* _SCHRIFTLICHE AUFGABE A_: Fassen Sie im folgenden Textauszug den Absatz, der mit „Es gibt Vögel“ beginnt, als kurze Stichpunktliste zusammen. Die wesentlichen Fakten sollen erhalten bleiben.

* _TEXTAUSZUG_:
....
Es gibt Vögel, die man – pünktlich wie die „Vogeluhr“ – morgens allein singen hören kann. Ganz früh vor der Dämmerung etwa Feldlerche, Garten- oder Hausrotschwanz (90–60 Minuten vorher), dann Kuckuck, Amsel oder Rotkelchen (60–45 Minuten), wenn es schon heller wird, Meisen, Zilpzalp, Stieglitz, Star oder Fink (35–5 Minuten). Zu den großen Morgenblühern gehören die Pracht- oder Prunkwinden. Im Englischen tragen sie den schönen Namen „Morning glory“. Ihre großen Blüten – bei der Japanischen Kaiserwinde etwa bis zu 30 Zentimeter Durchmesser – blühen vormittags und zerfließen im Lauf des Tages. In der kurzen Zeit ihres Blühens verändern sie fortschreitend ihre Farbe.

Deshalb ist der Morgen auch eine besondere Zeit der Rituale – geistig, körperlich, seelisch:

• um nach dem Schlaf als kleinem Bruder des Todes wieder neu in das Leben zu finden,
• um im Trott des Alltags den Blick für die Wunder und die Einzigartigkeit dieses Tages zu öffnen,
• um Raum zu schaffen für das Neue, die Abenteuer, die erhoffte Zukunft, die da kommen soll.
....
* _Einträge zur Bildannotation_:

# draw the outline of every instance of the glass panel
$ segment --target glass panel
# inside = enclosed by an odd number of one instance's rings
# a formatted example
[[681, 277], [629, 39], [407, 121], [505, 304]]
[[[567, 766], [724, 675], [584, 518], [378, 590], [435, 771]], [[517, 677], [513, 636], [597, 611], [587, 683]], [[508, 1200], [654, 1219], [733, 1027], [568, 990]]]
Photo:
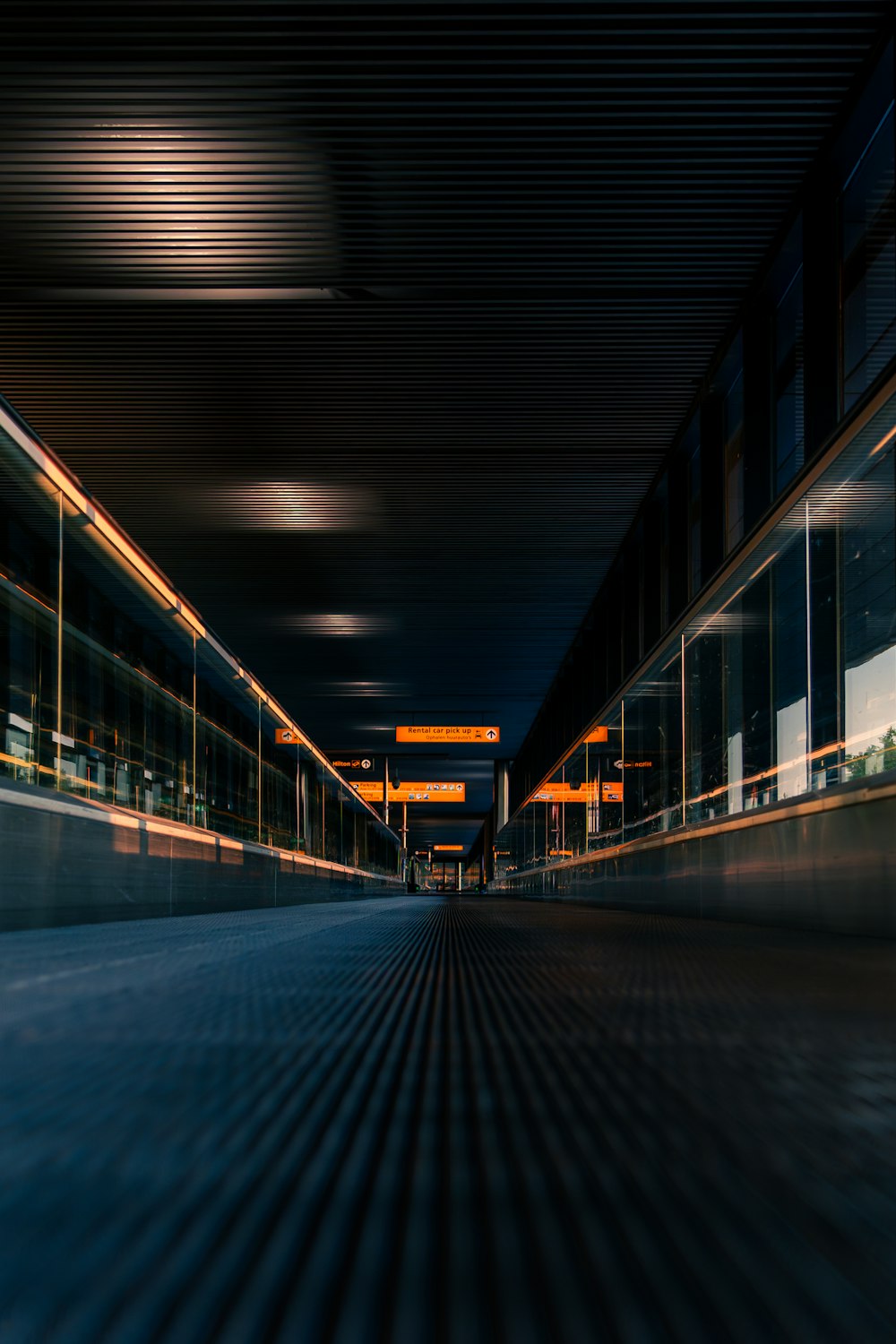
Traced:
[[59, 492], [0, 429], [0, 774], [395, 875], [395, 837], [310, 749], [278, 747], [266, 708], [259, 749], [258, 692], [114, 524], [67, 499], [63, 519], [58, 696]]
[[[896, 770], [896, 395], [496, 841], [510, 875]], [[811, 677], [810, 677], [811, 667]]]

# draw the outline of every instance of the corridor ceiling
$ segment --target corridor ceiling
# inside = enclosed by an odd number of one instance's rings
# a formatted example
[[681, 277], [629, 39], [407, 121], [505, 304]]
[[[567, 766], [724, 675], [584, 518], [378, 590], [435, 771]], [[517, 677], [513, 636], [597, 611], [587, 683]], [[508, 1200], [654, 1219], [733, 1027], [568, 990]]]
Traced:
[[466, 844], [888, 11], [7, 3], [0, 391]]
....
* _SCHRIFTLICHE AUFGABE B_: Ziehen Sie aus den Einträgen oben jede Zeile heraus, die die Zeichenfolge „target“ enthält. Achten Sie dabei auf Groß- und Kleinschreibung.

* _VOLLSTÄNDIGE LÖSUNG A_:
- Manche Vögel singen morgens pünktlich wie eine „Vogeluhr“ allein.
- 90–60 Minuten vor der Dämmerung singen Feldlerche, Garten- oder Hausrotschwanz.
- 60–45 Minuten vorher folgen Kuckuck, Amsel oder Rotkelchen.
- 35–5 Minuten vorher, wenn es heller wird, singen Meisen, Zilpzalp, Stieglitz, Star oder Fink.
- Pracht- oder Prunkwinden (englisch „Morning glory“) zählen zu den großen Morgenblühern.
- Ihre großen Blüten blühen vormittags und zerfließen im Lauf des Tages. Bei der Japanischen Kaiserwinde erreichen sie bis zu 30 Zentimeter Durchmesser.
- In ihrer kurzen Blütezeit verändern die Blüten fortschreitend ihre Farbe.

* _VOLLSTÄNDIGE LÖSUNG B_:
$ segment --target glass panel
$ segment --target corridor ceiling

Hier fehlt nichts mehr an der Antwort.